PROVIDED TEXT
Abstract
Many modern applications involve collecting large amounts of data from multiple sources, and then aggregating and manipulating it in intricate ways. The complexity of such applications, combined with the size of the collected data, makes it difficult to understand the application logic and how information was derived. Data provenance has been proven helpful in this respect in different contexts; however, maintaining and presenting the full and exact provenance may be infeasible, due to its size and complex structure. For that reason, we introduce the notion of approximated summarized provenance, where we seek a compact representation of the provenance at the possible cost of information loss. Based on this notion, we have developed PROX, a system for the management, presentation and use of data provenance for complex applications. We propose to demonstrate PROX in the context of a movies rating crowd-sourcing system, letting participants view provenance summarization and use it to gain insights on the application and its underlying data.
1. INTRODUCTION
Complex applications that collect, store and aggregate large-scale data, and interact with a large number of users, are commonly found in a wide range of domains. Notable examples are crowd-sourcing applications such as Wikipedia, social tagging systems for images, traffic information aggregators such as Waze, or recommendation sites such as TripAdvisor and IMDb. In the context of such applications, several questions arise relating to how data was derived. As a user, what is the basis for trusting the presented information? How do crowd contributions vary among the crowd members, based on their characteristics? If some contribution seems wrong, how does the information change if we discard it? These questions are of fundamental importance for better understanding the application and its results.
At its core, the answer to these questions is based on the provenance of the collected data and resulting information, that is, who provided the information, in what context and how the information was manipulated. As shown in e.g. [10, 4], provenance is much more powerful than simply a log of the application execution. In particular, the algebraic model of provenance (based on semirings) has been shown to allow to correlate input data with output data; to track important details of the computational process that took place; and to further ([8]) provision the computation result with respect to hypothetical scenarios, namely to observe changes to the result based on changes to the input (without actually rerunning the process). Detailed tracking of provenance was thus proved to be a suitable (and necessary) vehicle for the applications that we have mentioned above.
Consider a crowd-sourcing application for movie reviews. The number of movies may be quite large and so is the number of reviewers for every movie; the aggregated score for the movie is computed by combining the scores of multiple users, possibly accounting for their previous reviews and for their preferences. These features and the way in which they are used in the computation should all be reflected in the provenance. In turn, provenance may be presented to explain results (computed ranking of movies), or to provision them (e.g. “how would the average movie rating change if we ignore ratings by some (group of) users?”).
However, the complexity of processing and the large scale of data also mean that detailed semiring provenance information is extremely intricate; and so presenting it in full, as an explanation to the computation, would be extremely difficult to understand. To this end, we present PROX, a system that provides approximated summarization of provenance information for complex applications. The summarization is based in part on the semantics of the underlying data (such as gender, age or occupation of users), where annotations of “similar” data items are intuitively more amenable to be grouped together. But importantly, it is also geared towards the intended use of provenance (namely explanation and/or provisioning): we define a distance function between provenance expressions that is based on the intended use, and optimizing this distance (while obtaining small expressions) is an important consideration guiding the summarization.

Coordinate labeling data
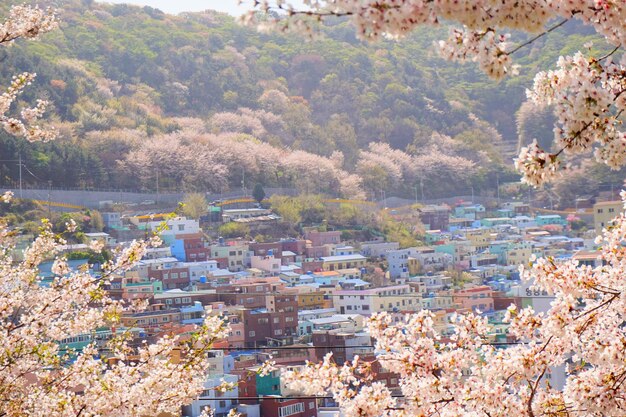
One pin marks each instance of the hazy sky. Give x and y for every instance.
(177, 6)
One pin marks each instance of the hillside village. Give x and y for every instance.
(294, 300)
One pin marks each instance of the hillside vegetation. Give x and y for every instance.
(207, 104)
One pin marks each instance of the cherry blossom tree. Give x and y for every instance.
(586, 90)
(38, 376)
(462, 373)
(24, 22)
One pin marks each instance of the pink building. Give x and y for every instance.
(476, 298)
(323, 238)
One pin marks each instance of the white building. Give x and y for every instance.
(220, 402)
(375, 300)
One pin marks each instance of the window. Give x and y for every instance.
(289, 410)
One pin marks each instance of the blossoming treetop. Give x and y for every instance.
(586, 91)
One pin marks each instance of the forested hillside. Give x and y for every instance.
(203, 102)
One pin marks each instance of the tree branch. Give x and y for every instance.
(528, 42)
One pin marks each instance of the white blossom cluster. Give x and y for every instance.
(586, 92)
(24, 22)
(465, 375)
(588, 98)
(36, 378)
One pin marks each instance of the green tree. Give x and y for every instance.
(194, 205)
(234, 229)
(258, 193)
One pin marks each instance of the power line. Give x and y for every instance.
(409, 295)
(340, 347)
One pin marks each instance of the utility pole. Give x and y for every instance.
(498, 187)
(20, 164)
(157, 198)
(49, 191)
(243, 181)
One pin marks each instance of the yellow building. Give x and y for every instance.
(479, 238)
(519, 254)
(604, 212)
(335, 263)
(313, 300)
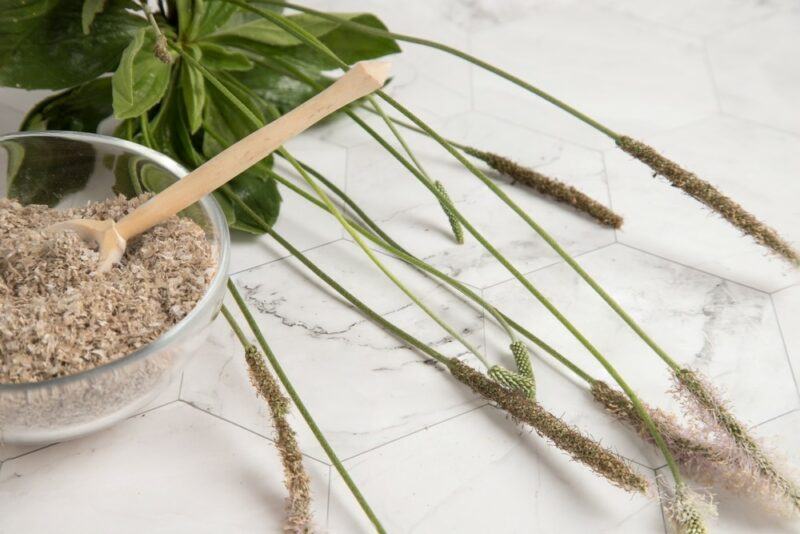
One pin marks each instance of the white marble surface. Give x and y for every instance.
(711, 84)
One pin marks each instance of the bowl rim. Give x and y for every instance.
(218, 221)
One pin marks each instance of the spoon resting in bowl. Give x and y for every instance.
(112, 237)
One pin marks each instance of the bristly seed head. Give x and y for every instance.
(686, 510)
(746, 457)
(513, 380)
(550, 187)
(690, 449)
(447, 207)
(570, 440)
(296, 480)
(710, 196)
(522, 358)
(161, 49)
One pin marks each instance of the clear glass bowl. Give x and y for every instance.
(78, 168)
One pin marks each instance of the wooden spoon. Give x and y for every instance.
(112, 237)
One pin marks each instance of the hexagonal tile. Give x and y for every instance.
(727, 331)
(634, 77)
(741, 515)
(10, 119)
(176, 467)
(475, 15)
(361, 385)
(411, 214)
(757, 67)
(787, 306)
(20, 99)
(443, 479)
(752, 164)
(699, 19)
(169, 394)
(300, 221)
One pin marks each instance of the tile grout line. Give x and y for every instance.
(328, 503)
(426, 427)
(693, 268)
(148, 410)
(287, 256)
(559, 261)
(785, 345)
(201, 410)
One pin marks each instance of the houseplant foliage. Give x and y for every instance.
(99, 55)
(190, 77)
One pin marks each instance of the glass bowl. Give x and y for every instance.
(78, 168)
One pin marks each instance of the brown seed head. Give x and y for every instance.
(692, 452)
(710, 196)
(562, 435)
(296, 480)
(550, 187)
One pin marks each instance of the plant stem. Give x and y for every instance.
(453, 51)
(276, 366)
(392, 248)
(337, 214)
(371, 255)
(313, 42)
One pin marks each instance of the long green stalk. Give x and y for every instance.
(340, 218)
(313, 42)
(453, 51)
(392, 248)
(306, 415)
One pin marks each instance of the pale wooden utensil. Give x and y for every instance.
(112, 237)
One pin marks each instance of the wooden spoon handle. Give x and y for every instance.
(359, 81)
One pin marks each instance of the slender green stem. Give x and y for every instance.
(340, 218)
(312, 41)
(374, 258)
(398, 136)
(287, 385)
(453, 51)
(499, 192)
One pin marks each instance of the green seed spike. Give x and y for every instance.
(513, 380)
(447, 207)
(522, 358)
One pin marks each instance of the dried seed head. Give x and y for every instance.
(747, 462)
(296, 480)
(522, 358)
(689, 448)
(513, 380)
(447, 207)
(550, 187)
(710, 196)
(570, 440)
(687, 509)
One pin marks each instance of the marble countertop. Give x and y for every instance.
(713, 85)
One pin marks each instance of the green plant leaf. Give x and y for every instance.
(185, 9)
(284, 92)
(193, 88)
(45, 170)
(90, 10)
(42, 44)
(265, 38)
(218, 57)
(224, 124)
(141, 79)
(80, 109)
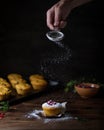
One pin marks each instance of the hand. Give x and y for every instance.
(57, 14)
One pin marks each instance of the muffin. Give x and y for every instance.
(53, 109)
(5, 89)
(38, 82)
(19, 84)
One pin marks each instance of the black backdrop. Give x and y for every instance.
(24, 46)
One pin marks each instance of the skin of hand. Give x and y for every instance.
(56, 16)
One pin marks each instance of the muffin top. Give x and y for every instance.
(51, 104)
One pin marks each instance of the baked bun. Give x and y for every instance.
(38, 82)
(5, 89)
(19, 84)
(53, 109)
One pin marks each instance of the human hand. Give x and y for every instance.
(57, 15)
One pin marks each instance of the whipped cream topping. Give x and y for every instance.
(52, 104)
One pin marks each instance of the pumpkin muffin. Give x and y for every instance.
(5, 89)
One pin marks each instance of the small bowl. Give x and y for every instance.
(87, 90)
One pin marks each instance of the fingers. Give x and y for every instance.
(54, 21)
(50, 19)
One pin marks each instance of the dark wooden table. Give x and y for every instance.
(25, 49)
(87, 114)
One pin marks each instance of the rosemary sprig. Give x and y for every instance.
(4, 106)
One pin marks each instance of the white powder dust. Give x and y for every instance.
(38, 114)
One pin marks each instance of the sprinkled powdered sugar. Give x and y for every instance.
(51, 104)
(38, 114)
(59, 57)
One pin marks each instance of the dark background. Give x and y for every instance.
(24, 46)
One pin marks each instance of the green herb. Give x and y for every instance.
(4, 106)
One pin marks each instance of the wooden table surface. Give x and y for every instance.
(87, 114)
(25, 49)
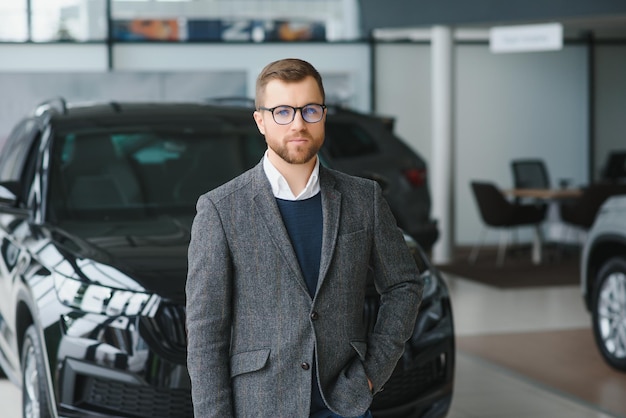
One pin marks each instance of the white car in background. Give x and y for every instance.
(603, 280)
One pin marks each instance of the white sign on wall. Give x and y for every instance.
(526, 38)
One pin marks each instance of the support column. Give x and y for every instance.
(442, 164)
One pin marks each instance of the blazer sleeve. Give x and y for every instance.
(400, 287)
(208, 307)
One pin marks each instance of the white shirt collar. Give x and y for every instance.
(281, 189)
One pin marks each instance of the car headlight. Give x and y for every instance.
(103, 300)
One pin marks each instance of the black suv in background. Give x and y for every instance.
(96, 205)
(365, 145)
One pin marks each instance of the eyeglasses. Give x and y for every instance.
(284, 115)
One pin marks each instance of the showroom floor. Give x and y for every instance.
(484, 389)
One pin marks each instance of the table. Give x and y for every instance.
(547, 195)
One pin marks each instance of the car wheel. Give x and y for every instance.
(609, 312)
(34, 388)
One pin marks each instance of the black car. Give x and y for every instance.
(96, 205)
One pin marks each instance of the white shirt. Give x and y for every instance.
(280, 187)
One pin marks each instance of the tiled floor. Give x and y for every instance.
(483, 389)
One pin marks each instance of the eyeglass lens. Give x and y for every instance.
(310, 113)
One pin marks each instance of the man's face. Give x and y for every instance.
(297, 142)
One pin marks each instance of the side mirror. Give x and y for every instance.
(8, 195)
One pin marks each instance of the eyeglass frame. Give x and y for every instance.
(295, 110)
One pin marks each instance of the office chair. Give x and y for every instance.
(530, 174)
(498, 212)
(615, 168)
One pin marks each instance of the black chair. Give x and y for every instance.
(498, 212)
(581, 212)
(615, 168)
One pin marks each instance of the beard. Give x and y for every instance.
(301, 154)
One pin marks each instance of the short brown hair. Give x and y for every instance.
(288, 70)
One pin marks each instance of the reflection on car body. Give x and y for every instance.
(95, 211)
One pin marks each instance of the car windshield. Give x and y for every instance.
(140, 172)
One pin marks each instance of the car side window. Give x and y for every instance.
(15, 151)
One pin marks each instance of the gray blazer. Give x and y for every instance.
(252, 326)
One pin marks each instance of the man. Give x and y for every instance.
(278, 262)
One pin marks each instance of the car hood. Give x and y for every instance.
(147, 256)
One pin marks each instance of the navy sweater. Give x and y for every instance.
(303, 220)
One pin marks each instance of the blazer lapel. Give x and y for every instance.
(266, 205)
(331, 209)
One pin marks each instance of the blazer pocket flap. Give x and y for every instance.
(249, 361)
(360, 347)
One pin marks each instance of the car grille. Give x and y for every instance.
(131, 400)
(409, 382)
(165, 333)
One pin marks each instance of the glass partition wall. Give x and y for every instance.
(178, 20)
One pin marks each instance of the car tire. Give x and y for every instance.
(609, 312)
(35, 402)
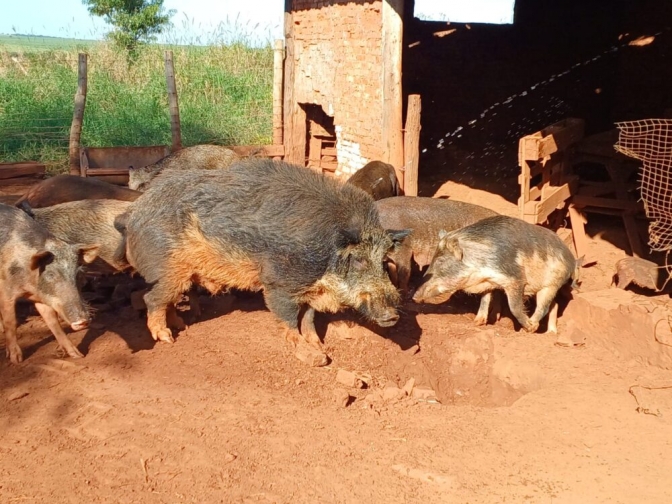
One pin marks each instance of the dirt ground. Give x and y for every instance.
(228, 414)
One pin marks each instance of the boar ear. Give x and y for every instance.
(41, 259)
(452, 246)
(88, 252)
(351, 236)
(398, 235)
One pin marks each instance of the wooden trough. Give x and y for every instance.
(25, 172)
(111, 164)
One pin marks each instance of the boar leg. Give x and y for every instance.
(173, 319)
(51, 319)
(308, 329)
(194, 304)
(158, 301)
(403, 262)
(545, 298)
(514, 295)
(553, 319)
(286, 309)
(8, 316)
(483, 309)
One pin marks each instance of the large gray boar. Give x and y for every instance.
(41, 268)
(308, 241)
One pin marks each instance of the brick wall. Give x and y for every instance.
(338, 52)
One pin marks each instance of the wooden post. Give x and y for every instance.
(78, 115)
(295, 129)
(278, 58)
(412, 146)
(172, 103)
(392, 134)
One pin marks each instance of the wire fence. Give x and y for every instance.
(224, 92)
(650, 141)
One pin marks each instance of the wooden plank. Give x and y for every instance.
(278, 58)
(111, 170)
(78, 114)
(590, 201)
(392, 134)
(579, 233)
(26, 180)
(294, 134)
(173, 106)
(552, 139)
(314, 152)
(411, 146)
(328, 165)
(8, 170)
(84, 161)
(554, 198)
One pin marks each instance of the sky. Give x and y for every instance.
(205, 20)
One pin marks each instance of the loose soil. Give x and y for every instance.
(228, 414)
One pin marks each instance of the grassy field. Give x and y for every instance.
(225, 96)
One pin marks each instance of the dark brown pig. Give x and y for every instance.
(306, 240)
(502, 253)
(87, 221)
(425, 217)
(377, 179)
(65, 188)
(41, 268)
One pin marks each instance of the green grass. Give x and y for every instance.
(224, 92)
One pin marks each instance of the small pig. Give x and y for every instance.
(41, 268)
(502, 253)
(377, 179)
(86, 221)
(425, 217)
(306, 240)
(65, 188)
(201, 157)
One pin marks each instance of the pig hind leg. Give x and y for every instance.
(51, 319)
(545, 299)
(483, 309)
(514, 295)
(160, 300)
(288, 310)
(8, 317)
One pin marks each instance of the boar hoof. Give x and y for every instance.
(164, 335)
(310, 356)
(72, 352)
(14, 353)
(532, 327)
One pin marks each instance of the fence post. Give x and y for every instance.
(412, 146)
(78, 115)
(278, 59)
(172, 103)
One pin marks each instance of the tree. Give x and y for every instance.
(135, 22)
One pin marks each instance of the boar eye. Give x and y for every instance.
(357, 264)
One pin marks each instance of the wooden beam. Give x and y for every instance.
(294, 134)
(392, 135)
(412, 146)
(172, 103)
(78, 114)
(278, 57)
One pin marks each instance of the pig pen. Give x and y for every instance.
(431, 410)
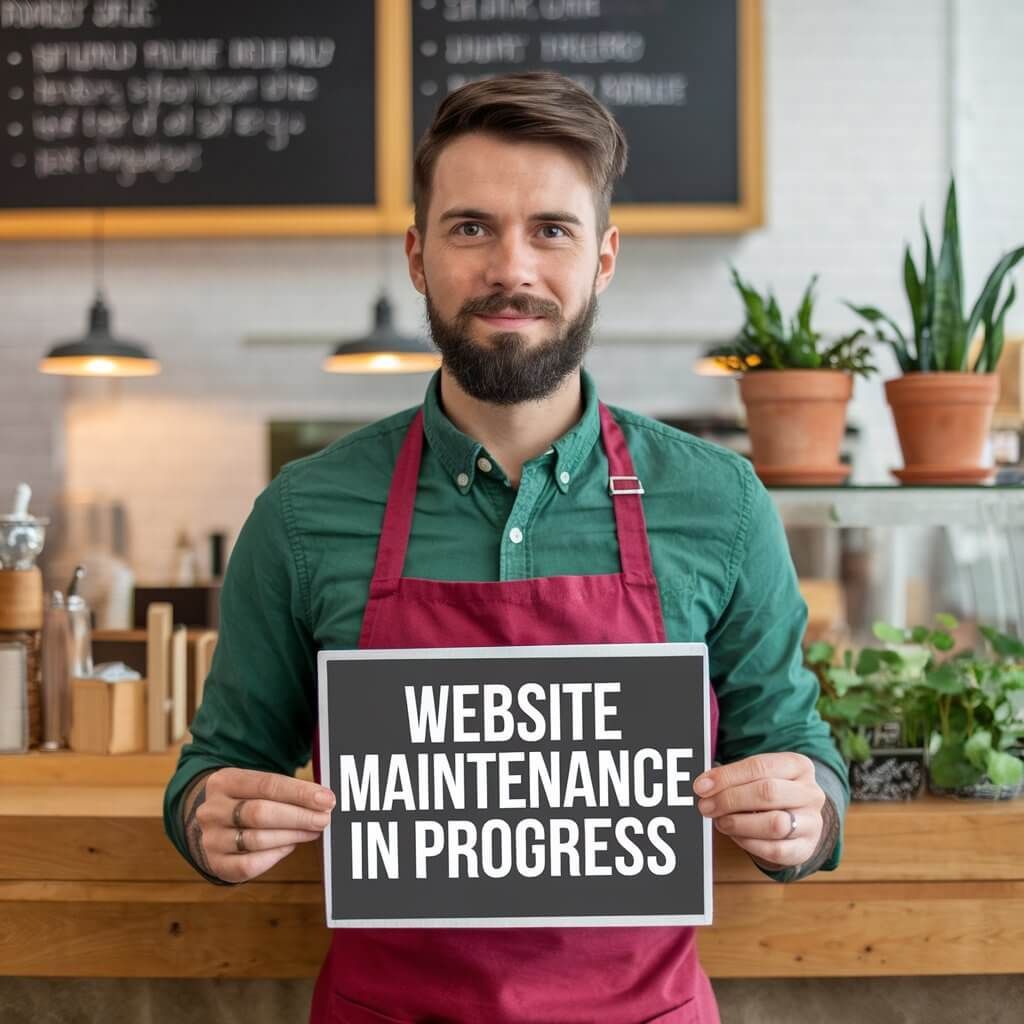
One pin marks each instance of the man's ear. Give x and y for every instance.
(606, 259)
(414, 254)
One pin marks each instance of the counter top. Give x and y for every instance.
(90, 886)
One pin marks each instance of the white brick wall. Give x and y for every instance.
(860, 131)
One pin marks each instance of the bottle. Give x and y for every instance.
(184, 561)
(56, 654)
(80, 622)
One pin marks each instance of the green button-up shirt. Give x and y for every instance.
(298, 578)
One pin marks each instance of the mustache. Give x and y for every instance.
(527, 305)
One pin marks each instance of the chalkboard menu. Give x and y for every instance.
(668, 70)
(186, 102)
(190, 117)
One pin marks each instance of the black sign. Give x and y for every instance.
(154, 102)
(515, 786)
(667, 69)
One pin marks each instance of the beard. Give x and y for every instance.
(507, 370)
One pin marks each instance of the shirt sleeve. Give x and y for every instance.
(767, 698)
(259, 697)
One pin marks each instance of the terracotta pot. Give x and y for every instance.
(943, 420)
(796, 419)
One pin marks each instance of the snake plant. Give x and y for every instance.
(942, 333)
(767, 342)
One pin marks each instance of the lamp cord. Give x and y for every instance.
(97, 252)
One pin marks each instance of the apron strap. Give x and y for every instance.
(400, 502)
(634, 551)
(631, 527)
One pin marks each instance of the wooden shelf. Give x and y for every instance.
(91, 887)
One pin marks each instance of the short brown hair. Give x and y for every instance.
(536, 107)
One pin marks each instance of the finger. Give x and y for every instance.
(787, 765)
(255, 840)
(766, 824)
(244, 783)
(263, 814)
(248, 865)
(784, 853)
(765, 795)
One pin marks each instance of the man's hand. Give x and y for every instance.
(752, 802)
(239, 823)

TO DO
1. Locate every line in the entries that contains the string "spoon" and copy each of those lines. Case counts.
2. Carry on the passage about summarizing data provenance from the point where it stops.

OUTPUTS
1.
One pin marks each instance of the spoon resting in bowl. Give x and y for every instance.
One pin marks each instance of the wooden spoon. Give x and y for every instance.
One pin marks each instance of the wooden spoon handle. Give x and y for every instance.

2.
Demonstration
We will demonstrate the system in the context of a movies recommendation website called Movie-Lens [1]. We will show that while full provenance is too large to present, PROX allows for a summarized representation of the provenance that provides a concise explanation of the reviews, and further allows for approximate provisioning.
We next provide details on the technical background underlying PROX (Sec. 2), on the system implementation (Sec. 3), and on the demonstration scenario (Sec. 4).
2. TECHNICAL BACKGROUND
We (informally) introduce the main technical notions involved in the development of PROX, through examples. The full details can be found in [3].
Semiring provenance model
We first explain in general the provenance model described in [10, 5, 4]. We start by fixing a finite set X of provenance annotations, corresponding to the basic units of data manipulated by the application, and which can be thought of as abstract variables identifying the data. Depending on the application, these annotations may correspond to different tuples in a database, to different users, to different questions, etc. Given our set X of basic provenance annotations, the provenance semiring is the semiring of polynomials with natural coefficients, with indeterminates from the set X. It was shown in [10] to capture provenance for positive relational queries. Intuitively, the + operation corresponds to the alternative use of data (as in union and projection) and · to the joint use of data (as in join); 1 annotates data that is present, and 0 annotates data that is absent. To capture aggregate queries, in [5], relations were further generalized by extending their data domain with aggregated values. In this extended framework, relations have provenance also as part of their values, rather than just in the tuple annotations. Such a value is a formal sum Σi ti ⊗ vi, where vi is the value of the aggregated attribute in the ith tuple, while ti is the provenance of that tuple. We can think of ⊗ as an operation that pairs values (from a monoid M) with provenance annotations. Each such pair is called a tensor. The formal sum, presented by the ⊕ operation is used to capture the aggregation function.
Example 2.1
Consider a crowdsourcing application, similar to IMDb, that allows users to rate different movies and aggregates their ratings. A possible provenance expression for the movie “Pretty Woman”, may e.g. be P1 = UID1 ⊗ (5, 1) where UID1 is a user id, and as aggregation we use a monoid of pairs to capture the aggregated rating (MAX rating with value 5 here) and how many users contributed to this aggregated value (1 here). Multiple reviews (say, for “Free Willy”) can be combined using the formal sum operation, e.g. P2 = UID2⊗(1, 1)⊕UID3⊗(3, 1)⊕UID4⊗(5, 1) The ⊕ operation is given a “concrete semantics” depending on the aggregation function used to aggregate the ratings (e.g. SUM, MAX or AVG 1).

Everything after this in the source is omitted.